:: DIRECTIONS FOR THIS TASK ::
List every line in the data below that contains the word "hood", copying each one in full.

** start LISTED RECORDS **

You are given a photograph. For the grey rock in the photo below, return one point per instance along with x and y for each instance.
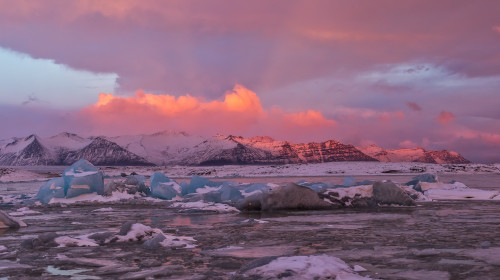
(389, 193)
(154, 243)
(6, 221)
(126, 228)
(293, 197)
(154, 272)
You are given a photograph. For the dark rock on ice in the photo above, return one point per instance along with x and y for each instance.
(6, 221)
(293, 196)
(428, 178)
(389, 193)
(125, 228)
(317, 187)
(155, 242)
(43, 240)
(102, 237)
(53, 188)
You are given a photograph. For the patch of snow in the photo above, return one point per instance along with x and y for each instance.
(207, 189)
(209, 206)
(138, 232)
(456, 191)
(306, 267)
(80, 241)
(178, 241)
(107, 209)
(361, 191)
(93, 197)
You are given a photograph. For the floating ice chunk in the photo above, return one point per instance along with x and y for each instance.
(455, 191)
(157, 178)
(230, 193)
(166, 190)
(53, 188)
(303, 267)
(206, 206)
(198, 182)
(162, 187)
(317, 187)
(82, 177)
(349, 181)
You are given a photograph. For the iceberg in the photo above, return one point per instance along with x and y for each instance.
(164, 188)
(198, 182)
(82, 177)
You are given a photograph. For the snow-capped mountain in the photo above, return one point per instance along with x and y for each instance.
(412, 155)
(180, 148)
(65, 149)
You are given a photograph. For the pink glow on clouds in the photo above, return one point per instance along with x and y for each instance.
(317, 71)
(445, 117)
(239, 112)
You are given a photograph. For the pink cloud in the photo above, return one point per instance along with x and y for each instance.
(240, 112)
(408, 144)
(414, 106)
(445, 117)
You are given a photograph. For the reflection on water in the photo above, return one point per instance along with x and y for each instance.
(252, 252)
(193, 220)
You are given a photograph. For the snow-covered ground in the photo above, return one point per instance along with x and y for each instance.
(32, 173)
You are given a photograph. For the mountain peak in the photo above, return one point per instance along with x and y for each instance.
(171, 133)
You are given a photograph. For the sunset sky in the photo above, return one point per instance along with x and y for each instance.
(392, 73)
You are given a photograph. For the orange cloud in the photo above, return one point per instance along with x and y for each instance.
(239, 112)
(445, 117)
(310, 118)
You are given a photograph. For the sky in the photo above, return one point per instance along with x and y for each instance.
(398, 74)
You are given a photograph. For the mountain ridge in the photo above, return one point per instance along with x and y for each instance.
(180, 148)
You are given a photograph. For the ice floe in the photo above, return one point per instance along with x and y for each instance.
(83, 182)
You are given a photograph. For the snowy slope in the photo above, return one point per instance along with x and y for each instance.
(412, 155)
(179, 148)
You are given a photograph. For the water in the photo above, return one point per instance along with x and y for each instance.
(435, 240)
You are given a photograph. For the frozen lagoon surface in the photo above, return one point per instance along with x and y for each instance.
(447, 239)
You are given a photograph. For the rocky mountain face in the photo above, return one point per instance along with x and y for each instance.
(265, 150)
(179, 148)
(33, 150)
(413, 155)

** end LISTED RECORDS **
** start LISTED RECORDS **

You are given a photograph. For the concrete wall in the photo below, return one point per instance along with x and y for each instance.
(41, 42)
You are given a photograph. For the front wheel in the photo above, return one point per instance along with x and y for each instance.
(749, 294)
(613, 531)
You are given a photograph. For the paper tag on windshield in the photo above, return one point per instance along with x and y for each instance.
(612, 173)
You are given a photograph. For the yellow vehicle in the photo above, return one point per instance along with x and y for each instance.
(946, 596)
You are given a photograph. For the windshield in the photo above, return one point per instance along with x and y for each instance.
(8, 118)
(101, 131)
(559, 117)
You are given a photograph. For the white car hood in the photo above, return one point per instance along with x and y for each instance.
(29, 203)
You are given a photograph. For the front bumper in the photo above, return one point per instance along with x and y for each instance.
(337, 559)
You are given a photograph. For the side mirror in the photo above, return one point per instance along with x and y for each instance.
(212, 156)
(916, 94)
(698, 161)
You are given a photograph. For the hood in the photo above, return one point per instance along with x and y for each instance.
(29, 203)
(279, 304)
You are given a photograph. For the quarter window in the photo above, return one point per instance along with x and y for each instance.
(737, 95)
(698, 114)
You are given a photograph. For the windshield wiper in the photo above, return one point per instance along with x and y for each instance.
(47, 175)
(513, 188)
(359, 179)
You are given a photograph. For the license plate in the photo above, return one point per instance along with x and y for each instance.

** end LISTED RECORDS **

:: WRITTEN REPLY ::
You are given a photograph. For the white car hood in the photo above, return one point per instance along with x and y for each instance.
You are given a photograph. For the hood in the photo above, return one point per instance along with x and y for each instance.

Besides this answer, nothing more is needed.